# [FRAGMENT STRONY]
Południowe Podlasie, czyli gdzie?

Opublikowano:
Autor:

Południowe Podlasie, czyli gdzie? - Zdjęcie główne
Udostępnij na:
Facebook

Przeczytaj również:

Kultura Polska Wschodnia, Podlasie, Południowe Podlasie, Nadbuże, Północna Lubelszczyzna, Ziemia Bialska albo Radzyńska... Odkrywając historie i historyjki związane z naszym regionem posługujemy się całym szeregiem określeń geograficznych, traktując je czasem zupełnie wymiennie. Czy aby na pewno słusznie?

# [ZBIÓR DANYCH]
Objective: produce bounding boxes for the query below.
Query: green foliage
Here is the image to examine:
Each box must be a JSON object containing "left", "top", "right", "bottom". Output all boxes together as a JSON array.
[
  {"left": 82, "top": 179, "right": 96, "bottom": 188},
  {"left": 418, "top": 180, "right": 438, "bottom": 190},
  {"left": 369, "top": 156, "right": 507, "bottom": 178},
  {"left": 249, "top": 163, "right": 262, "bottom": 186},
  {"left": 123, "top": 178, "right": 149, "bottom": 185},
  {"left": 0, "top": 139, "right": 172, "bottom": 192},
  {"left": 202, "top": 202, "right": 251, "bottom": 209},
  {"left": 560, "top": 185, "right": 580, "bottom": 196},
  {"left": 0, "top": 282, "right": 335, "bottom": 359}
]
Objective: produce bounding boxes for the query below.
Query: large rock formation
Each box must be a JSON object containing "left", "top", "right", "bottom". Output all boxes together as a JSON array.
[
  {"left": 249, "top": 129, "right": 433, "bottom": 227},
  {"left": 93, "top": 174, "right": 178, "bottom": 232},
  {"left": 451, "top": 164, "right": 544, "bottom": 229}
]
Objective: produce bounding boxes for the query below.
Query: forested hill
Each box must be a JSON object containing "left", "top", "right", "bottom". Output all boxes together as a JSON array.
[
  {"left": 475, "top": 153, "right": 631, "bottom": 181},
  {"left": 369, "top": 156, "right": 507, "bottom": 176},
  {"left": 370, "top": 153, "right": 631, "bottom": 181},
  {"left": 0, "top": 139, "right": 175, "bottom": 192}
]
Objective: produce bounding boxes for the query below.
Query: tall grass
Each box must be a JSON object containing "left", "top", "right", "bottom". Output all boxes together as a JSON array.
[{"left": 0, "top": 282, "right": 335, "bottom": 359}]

# [ZESTAW ZADAŃ]
1 - Proszę ponownie przytoczyć fragment tekstu o Południowym Podlasiu, zaczynając od słów „Południowe Podlasie, czyli gdzie? - Zdjęcie” i kończąc na słowach „na pewno słusznie?”.
2 - Proszę napisać dalszy ciąg tekstu o Południowym Podlasiu, zaczynając od miejsca, w którym się kończy.

# [ODPOWIEDZI DO ZADAŃ]
1 -
Południowe Podlasie, czyli gdzie? - Zdjęcie główne
Udostępnij na:
Facebook

Przeczytaj również:

Kultura Polska Wschodnia, Podlasie, Południowe Podlasie, Nadbuże, Północna Lubelszczyzna, Ziemia Bialska albo Radzyńska... Odkrywając historie i historyjki związane z naszym regionem posługujemy się całym szeregiem określeń geograficznych, traktując je czasem zupełnie wymiennie. Czy aby na pewno słusznie?

2 -
Ruska ziemia pod Lachami

W samej nazwie Podlasie nie ma, wbrew temu co się na pierwszy rzut oka wydaje, żadnego lasu. Nie jest "ziemia pod lasem", choć tak podawał m.in. Samuel Linde. Zdecydowanie więcej zwolenników ma teza, że mówimy o terenie Pod Lachami, czyli należącym do Polaków (potwierdza to też np. litewska nazwa Palenke). Jak mogła się urodzić taka nazwa, kto mógł jej pierwszy raz użyć? Ktoś, dla kogo było to zjawisko szczególne, kto dostrzegł, że fakt należenia do Polaków wyróżnia ten teren od sąsiednich. Jednym słowem mógł to być tylko człowiek ze Wschodu, czyli Rusin. Zauważył, że na tym terytorium, mimo bliskości a nawet powiązania z ruską kulturą, ruską wiarą i częściowo ruskim narodem istnieje silny składnik polskości i więź polityczna z państwem ze stolicami w Krakowie i Warszawie.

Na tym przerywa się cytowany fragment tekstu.